### Exercise directions
Pick out every line below that contains the string "rough" and copy each one in full. Matching is case-sensitive.

Extracted records
···
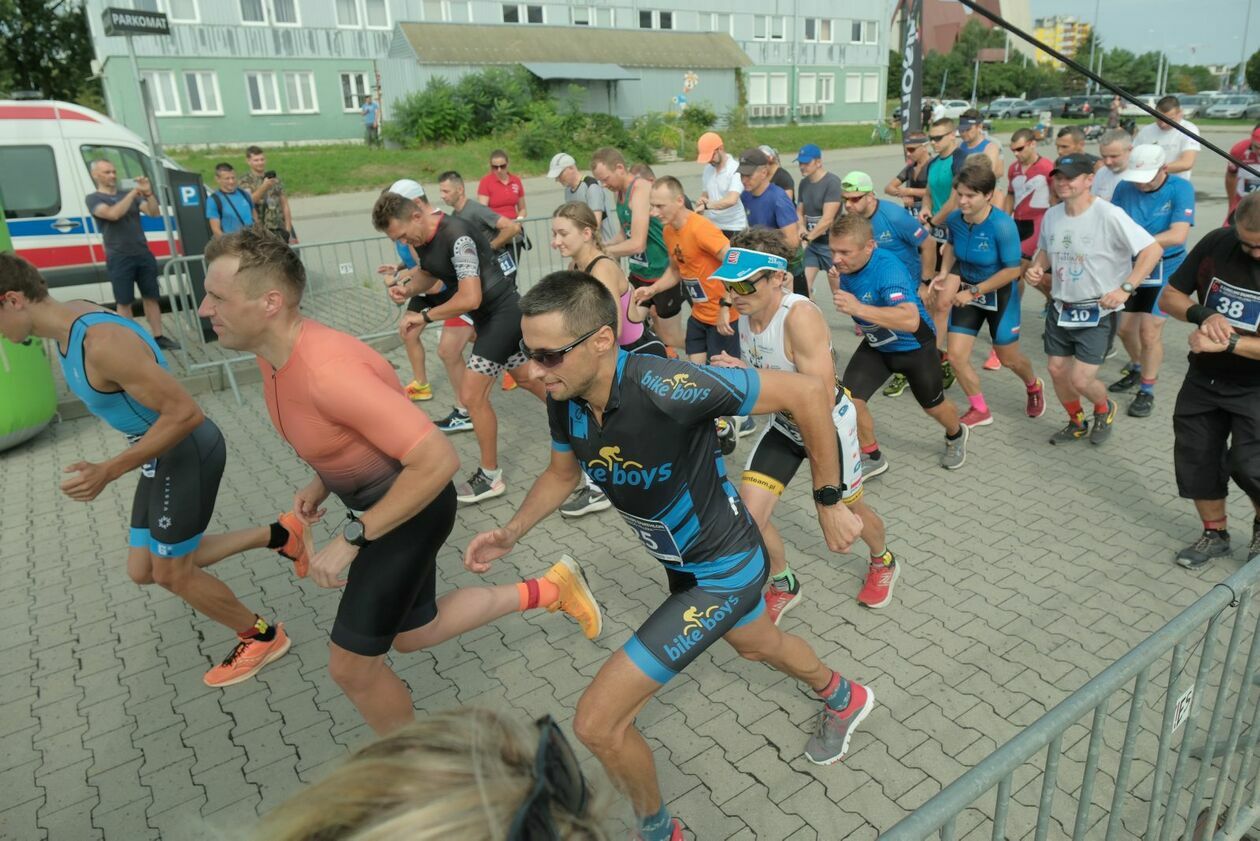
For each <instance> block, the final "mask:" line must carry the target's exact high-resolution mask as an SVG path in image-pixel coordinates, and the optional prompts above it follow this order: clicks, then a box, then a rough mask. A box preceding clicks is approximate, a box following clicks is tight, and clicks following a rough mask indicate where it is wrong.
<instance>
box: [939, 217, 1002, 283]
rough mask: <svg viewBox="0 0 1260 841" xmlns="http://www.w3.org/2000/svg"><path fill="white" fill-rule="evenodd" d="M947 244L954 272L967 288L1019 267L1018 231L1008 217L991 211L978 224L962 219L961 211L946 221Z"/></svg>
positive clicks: (947, 219) (945, 229)
mask: <svg viewBox="0 0 1260 841" xmlns="http://www.w3.org/2000/svg"><path fill="white" fill-rule="evenodd" d="M945 231H946V233H948V240H946V242H949V243H950V245H951V246H954V256H955V257H956V262H955V266H954V267H955V271H956V272H958V275H959V276H960V277H961V279H963V280H964V281H965V282H969V284H983V282H984V281H985V280H988V279H989V277H992V276H993V275H995V274H998V272H999V271H1002V270H1003V269H1014V267H1017V266H1018V265H1019V227H1018V226H1017V224H1016V221H1014V219H1012V218H1011V216H1009V214H1007V213H1004V212H1003V211H999V209H998V208H995V207H994V208H990V209H989V216H987V217H985V218H984V221H983V222H980V223H979V224H971V223H970V222H968V221H966V219H964V218H963V211H953V212H950V214H949V216H948V217H945Z"/></svg>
···
### Response area
For each <instance> block, the final "mask:" line must carry the target's exact high-resolution mask as an SVG path in image-pixel coordinates, and the optional prompts above it follow this order: clicks, then a box, then a rough mask. A box preceding clicks is approximate, a box following clicks is tight, and clicks following a rough mask indicate where it is wrong.
rough mask: <svg viewBox="0 0 1260 841" xmlns="http://www.w3.org/2000/svg"><path fill="white" fill-rule="evenodd" d="M947 244L954 272L967 288L1019 267L1018 231L1008 217L991 211L978 224L962 219L961 211L946 221Z"/></svg>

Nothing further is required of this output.